[Collected data]
-=-=-=-=-

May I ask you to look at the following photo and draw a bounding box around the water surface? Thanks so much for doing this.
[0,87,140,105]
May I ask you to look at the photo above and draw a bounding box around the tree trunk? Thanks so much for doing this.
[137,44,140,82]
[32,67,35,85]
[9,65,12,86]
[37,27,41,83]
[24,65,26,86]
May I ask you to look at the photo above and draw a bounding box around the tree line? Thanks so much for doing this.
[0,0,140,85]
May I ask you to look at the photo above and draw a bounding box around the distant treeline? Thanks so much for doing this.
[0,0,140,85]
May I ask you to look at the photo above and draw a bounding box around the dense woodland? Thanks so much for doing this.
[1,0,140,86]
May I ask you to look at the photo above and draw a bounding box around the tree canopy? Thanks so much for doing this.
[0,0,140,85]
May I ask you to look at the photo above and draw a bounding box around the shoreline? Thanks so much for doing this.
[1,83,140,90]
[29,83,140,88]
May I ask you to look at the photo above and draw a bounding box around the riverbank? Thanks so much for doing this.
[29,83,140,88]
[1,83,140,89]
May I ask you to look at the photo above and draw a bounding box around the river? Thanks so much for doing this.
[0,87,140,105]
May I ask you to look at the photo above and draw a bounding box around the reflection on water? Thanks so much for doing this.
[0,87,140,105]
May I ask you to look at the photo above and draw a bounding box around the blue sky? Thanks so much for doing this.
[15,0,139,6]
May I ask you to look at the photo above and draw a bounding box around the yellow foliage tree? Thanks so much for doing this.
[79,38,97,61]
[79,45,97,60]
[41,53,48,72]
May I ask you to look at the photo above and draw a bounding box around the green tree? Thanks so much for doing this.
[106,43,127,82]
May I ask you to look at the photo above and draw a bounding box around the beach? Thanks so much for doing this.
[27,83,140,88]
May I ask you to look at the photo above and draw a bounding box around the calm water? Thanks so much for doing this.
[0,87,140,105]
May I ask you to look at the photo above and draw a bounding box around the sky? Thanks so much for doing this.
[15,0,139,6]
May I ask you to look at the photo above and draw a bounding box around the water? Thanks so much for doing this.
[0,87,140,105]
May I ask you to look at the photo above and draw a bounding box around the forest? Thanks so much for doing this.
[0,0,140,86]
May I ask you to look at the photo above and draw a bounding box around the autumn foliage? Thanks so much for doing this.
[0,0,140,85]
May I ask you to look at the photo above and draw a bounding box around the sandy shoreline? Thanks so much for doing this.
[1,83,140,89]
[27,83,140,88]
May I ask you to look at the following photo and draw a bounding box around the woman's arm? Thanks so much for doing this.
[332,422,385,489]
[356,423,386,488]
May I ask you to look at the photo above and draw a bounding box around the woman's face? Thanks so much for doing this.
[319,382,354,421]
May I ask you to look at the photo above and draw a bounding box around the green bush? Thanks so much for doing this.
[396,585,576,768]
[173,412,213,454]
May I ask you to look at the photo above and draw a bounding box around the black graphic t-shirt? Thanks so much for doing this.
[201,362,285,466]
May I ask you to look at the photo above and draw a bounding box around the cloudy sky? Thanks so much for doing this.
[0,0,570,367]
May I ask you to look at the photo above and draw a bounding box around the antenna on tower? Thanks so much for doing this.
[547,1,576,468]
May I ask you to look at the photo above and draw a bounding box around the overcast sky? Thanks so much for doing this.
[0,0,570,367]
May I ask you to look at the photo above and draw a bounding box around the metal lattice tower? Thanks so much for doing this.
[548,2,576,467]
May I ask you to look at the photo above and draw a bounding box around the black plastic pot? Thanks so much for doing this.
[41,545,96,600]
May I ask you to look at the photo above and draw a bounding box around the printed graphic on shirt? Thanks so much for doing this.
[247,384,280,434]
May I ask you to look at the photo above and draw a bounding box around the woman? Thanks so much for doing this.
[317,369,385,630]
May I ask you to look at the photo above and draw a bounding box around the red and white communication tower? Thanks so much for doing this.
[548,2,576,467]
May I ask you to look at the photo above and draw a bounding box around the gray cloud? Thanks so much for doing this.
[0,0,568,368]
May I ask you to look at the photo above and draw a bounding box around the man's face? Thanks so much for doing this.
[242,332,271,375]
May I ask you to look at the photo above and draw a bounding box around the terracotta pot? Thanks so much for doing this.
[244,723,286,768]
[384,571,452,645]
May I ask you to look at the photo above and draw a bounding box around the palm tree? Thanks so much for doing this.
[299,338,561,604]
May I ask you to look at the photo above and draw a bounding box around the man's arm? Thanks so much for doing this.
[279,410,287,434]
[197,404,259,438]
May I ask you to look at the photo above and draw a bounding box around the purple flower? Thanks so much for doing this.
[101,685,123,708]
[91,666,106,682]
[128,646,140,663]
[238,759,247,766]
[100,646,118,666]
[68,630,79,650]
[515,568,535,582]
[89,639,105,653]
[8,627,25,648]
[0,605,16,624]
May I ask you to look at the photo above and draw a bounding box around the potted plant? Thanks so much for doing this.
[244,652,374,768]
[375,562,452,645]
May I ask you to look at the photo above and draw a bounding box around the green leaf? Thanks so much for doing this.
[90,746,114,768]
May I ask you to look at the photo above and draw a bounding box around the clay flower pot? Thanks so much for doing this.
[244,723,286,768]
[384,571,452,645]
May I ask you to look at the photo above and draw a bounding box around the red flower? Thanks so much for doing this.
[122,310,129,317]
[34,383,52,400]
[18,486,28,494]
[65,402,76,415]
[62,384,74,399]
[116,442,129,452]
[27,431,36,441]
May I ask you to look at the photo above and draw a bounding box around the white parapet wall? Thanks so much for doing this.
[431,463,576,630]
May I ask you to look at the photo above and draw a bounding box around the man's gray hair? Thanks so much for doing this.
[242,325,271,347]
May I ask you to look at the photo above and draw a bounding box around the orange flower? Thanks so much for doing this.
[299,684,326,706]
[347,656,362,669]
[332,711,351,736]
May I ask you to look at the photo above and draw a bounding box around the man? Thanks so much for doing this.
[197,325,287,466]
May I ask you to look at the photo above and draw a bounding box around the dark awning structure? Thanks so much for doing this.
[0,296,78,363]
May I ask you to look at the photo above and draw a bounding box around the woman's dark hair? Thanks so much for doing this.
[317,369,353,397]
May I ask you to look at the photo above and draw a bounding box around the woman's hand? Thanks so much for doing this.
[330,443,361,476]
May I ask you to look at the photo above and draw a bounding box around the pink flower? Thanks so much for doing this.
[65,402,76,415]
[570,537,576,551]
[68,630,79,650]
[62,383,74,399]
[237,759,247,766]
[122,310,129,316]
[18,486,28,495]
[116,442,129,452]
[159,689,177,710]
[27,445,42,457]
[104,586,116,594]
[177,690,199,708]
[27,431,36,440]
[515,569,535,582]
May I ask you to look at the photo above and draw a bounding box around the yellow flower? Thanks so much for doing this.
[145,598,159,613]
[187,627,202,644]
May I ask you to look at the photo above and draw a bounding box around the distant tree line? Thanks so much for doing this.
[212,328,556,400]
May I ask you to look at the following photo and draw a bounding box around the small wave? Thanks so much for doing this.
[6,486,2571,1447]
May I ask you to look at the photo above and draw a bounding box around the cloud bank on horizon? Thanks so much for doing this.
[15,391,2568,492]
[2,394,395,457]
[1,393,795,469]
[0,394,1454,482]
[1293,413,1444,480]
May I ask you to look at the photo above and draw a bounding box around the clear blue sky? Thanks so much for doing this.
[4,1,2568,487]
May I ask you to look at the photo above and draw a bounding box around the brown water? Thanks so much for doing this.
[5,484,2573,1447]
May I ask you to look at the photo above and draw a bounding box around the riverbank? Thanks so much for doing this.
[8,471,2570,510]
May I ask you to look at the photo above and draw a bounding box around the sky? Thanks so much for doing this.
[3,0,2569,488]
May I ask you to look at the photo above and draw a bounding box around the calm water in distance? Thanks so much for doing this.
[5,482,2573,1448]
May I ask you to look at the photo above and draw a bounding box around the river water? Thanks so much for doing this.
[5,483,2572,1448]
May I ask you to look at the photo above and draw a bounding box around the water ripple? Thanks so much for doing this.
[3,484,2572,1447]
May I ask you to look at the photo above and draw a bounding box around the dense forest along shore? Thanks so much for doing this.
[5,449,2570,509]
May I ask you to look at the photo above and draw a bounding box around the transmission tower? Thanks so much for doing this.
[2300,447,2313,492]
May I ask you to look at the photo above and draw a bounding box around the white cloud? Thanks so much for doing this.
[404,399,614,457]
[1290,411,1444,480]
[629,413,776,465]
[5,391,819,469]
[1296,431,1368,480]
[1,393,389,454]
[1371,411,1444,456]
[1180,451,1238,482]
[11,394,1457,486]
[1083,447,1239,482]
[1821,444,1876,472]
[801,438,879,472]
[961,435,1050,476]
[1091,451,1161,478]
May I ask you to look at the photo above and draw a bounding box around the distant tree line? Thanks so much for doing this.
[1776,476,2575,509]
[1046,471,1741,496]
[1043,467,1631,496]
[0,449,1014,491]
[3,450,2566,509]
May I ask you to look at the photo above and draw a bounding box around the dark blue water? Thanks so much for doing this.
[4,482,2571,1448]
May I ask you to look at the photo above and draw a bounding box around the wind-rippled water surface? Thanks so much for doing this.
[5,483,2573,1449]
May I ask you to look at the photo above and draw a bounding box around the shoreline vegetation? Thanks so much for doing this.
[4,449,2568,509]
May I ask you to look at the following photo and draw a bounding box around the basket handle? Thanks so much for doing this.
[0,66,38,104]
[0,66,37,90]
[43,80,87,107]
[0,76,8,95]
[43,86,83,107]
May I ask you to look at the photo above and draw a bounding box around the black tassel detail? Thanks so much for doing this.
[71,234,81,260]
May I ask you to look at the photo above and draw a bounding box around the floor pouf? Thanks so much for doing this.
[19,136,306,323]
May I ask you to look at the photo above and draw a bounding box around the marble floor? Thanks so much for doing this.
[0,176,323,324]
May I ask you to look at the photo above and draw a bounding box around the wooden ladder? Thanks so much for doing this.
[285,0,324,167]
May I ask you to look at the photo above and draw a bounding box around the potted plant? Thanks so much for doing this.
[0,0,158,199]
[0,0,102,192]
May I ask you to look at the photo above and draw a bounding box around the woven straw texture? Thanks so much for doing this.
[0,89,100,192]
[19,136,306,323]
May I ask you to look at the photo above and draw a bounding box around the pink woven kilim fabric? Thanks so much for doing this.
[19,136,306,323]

-=-=-=-=-

Task:
Emit verbatim the lines running from the one with "fabric? Thanks so much for doing this." through the last line of the data, both endpoints inclusive.

Written response:
May I ask you to look at the photo above and draw a bounding box around the pink woven kilim fabric? Thanks so much for doing this.
[19,136,306,323]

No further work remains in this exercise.